• Text excerpt
Success Stories Benjamin Bergmann Ben is a chemistry major and worked as a co-op student for Tetramer in the summer of 2008. He has now graduated from Clemson University and is working at Tetramer Technologies.
Over the summer, I worked for Tetramer as a formulations lab chemist. My duties were to test and analyze new soy based candle waxes performance. In addition, I was responsible for checking current methods and creating new methods as needed. Working for Tetramer has been a great experience. The company is small and self-driven. My boss was never hovering over me to get my work done but was there if I needed help or guidance with a project. The company CEO, Earl Wagener, is very experienced in the chemical industry. He has made a point to pass on his experience to me and everyone else in Tetramer so that we cannot only survive as a new company but also how we can be successful wherever we work.
Ethan Knapp Ethan is a Ceramic and Materials Engineering major at Clemson Univeristy. He is currently working his fourth co-op rotation at Tetramer Technologies.
I started here in December 2008 and worked a full year straight before going back to school for a semester. After doing all of my interviews I knew Tetramer was the company that I wanted to go too. It was small but it would give me an opportunity to contribute through applying what I had been studying in school in a hands- on manner. I was originally assigned to a project focused on soy wax replacements for current petroleum products on the market. In specific I worked on candles. Every day I was able to work in a lab and design my own experiments. I would have to report my findings to my bosses who would then instruct me how to proceed forward. Thus I had a reasonable amount of work which I was held accountable. The small team sizes meant that expectations were higher and thus it was imperative that I take an active part in my project. I learned how to use a variety of lab equipment and learned how to efficiently analyze and present data. Upon returning to school I posted my highest ever single semester GPA at Clemson despite the fact that I had a year layoff.

• Task requirements
1) In the co-op success stories, repeat the passage from "Ethan Knapp Ethan" up to and including "rotation at Tetramer Technologies.", switching "Ceramic and Materials Engineering" to "Chemical Engineering".
2) List the full names of every person named in the co-op success stories.

• Data provided
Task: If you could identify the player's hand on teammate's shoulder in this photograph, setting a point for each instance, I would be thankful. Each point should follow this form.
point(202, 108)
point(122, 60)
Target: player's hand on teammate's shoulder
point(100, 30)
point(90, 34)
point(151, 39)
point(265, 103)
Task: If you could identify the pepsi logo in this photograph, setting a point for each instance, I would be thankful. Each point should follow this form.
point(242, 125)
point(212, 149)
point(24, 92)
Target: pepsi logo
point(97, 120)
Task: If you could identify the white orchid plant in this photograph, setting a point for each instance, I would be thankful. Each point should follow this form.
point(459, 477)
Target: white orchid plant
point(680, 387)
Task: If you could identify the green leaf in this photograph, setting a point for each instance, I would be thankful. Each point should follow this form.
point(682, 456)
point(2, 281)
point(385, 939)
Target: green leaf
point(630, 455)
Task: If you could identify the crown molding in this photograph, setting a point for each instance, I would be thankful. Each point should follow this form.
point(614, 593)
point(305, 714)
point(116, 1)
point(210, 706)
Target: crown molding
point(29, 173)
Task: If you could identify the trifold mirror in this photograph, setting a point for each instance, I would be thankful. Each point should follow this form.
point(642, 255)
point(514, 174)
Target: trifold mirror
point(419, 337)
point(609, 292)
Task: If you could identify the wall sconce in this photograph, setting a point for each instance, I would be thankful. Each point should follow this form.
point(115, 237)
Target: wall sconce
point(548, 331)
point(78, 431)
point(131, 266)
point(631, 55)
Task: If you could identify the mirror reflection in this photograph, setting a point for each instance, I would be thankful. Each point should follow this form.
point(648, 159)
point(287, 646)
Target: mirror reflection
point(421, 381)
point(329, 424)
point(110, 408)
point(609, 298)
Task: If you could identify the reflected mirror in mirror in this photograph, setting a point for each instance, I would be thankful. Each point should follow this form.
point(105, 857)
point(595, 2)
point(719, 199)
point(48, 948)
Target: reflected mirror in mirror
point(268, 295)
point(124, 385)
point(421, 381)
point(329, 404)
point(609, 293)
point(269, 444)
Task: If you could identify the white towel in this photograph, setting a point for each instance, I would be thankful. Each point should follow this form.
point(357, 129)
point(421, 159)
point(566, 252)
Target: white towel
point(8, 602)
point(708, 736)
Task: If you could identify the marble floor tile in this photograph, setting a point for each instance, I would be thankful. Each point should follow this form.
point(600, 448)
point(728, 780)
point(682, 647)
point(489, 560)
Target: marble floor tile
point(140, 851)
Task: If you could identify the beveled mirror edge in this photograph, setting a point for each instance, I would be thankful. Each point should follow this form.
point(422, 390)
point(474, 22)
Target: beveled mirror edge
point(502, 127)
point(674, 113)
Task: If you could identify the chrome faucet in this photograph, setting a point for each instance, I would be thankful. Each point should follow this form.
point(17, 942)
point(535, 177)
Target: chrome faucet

• Your written answers
1)
Ethan Knapp Ethan is a Chemical Engineering major at Clemson Univeristy. He is currently working his fourth co-op rotation at Tetramer Technologies.

2)
Benjamin Bergmann
Earl Wagener
Ethan Knapp